— Start of Materials provided —
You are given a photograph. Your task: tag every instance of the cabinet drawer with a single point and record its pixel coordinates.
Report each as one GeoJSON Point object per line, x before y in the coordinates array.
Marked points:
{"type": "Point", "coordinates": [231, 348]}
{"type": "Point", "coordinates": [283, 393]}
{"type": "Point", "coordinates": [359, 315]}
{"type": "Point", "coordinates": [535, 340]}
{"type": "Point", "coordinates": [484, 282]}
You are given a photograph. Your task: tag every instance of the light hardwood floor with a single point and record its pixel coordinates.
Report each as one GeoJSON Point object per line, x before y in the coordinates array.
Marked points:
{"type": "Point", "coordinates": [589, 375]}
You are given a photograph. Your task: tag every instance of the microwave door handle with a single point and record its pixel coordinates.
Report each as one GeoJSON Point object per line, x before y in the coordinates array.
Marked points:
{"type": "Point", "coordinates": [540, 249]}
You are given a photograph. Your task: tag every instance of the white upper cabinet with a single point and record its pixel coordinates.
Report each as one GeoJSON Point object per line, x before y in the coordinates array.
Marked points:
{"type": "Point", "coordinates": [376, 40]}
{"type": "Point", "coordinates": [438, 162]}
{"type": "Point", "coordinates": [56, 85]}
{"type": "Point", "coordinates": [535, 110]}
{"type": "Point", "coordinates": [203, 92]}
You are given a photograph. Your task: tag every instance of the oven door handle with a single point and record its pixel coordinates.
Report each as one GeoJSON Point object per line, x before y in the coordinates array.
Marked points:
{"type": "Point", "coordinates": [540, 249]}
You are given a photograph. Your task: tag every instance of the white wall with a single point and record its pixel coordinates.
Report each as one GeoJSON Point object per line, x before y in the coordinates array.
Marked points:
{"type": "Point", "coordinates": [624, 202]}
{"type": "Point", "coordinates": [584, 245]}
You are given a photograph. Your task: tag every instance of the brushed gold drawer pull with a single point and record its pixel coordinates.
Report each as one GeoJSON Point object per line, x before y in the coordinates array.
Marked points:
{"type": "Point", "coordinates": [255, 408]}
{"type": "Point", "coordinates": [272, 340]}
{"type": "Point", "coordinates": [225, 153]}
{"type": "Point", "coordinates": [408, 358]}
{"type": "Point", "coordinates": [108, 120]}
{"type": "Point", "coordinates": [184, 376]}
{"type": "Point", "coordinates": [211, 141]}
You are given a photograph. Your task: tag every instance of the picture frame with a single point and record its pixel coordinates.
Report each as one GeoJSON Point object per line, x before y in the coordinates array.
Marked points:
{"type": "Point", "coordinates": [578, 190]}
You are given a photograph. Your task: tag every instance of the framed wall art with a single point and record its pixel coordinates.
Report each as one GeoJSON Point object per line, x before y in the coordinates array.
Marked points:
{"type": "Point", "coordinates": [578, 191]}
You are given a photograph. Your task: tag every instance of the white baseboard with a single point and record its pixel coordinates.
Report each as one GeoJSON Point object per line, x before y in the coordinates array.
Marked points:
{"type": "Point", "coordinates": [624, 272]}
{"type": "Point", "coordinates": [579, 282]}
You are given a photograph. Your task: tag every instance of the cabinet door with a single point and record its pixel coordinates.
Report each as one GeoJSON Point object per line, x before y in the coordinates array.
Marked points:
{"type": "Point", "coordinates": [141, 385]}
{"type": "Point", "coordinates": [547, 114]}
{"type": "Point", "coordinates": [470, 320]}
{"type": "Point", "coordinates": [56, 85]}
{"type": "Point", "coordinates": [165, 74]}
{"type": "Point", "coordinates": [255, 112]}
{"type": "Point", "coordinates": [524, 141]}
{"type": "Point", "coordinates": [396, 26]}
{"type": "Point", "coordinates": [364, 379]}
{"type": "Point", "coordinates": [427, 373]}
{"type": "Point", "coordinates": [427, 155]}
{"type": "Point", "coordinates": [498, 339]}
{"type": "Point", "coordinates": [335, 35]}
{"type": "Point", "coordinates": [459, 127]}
— End of Materials provided —
- Task details
Please put the lines above into a JSON list of strings, one string per line with blank lines left out, starting with the line that contains "the cabinet door" and running through the final line.

- Solution to the problem
[
  "You are given a photograph. Your task: tag every instance of the cabinet door with a single point and record its pixel coordinates.",
  "Report each as one GeoJSON Point object per line, x before y in the coordinates array.",
  "Marked points:",
  "{\"type\": \"Point\", \"coordinates\": [141, 385]}",
  "{\"type\": \"Point\", \"coordinates\": [547, 114]}",
  "{\"type\": \"Point\", \"coordinates\": [470, 320]}",
  "{\"type\": \"Point\", \"coordinates\": [56, 85]}",
  "{\"type\": \"Point\", \"coordinates\": [165, 74]}",
  "{\"type\": \"Point\", \"coordinates\": [255, 112]}",
  "{\"type\": \"Point\", \"coordinates\": [524, 141]}",
  "{\"type\": \"Point\", \"coordinates\": [396, 26]}",
  "{\"type\": \"Point\", \"coordinates\": [364, 379]}",
  "{\"type\": \"Point\", \"coordinates\": [427, 373]}",
  "{\"type\": \"Point\", \"coordinates\": [427, 155]}",
  "{\"type\": \"Point\", \"coordinates\": [498, 339]}",
  "{\"type\": \"Point\", \"coordinates\": [335, 35]}",
  "{\"type\": \"Point\", \"coordinates\": [459, 127]}"
]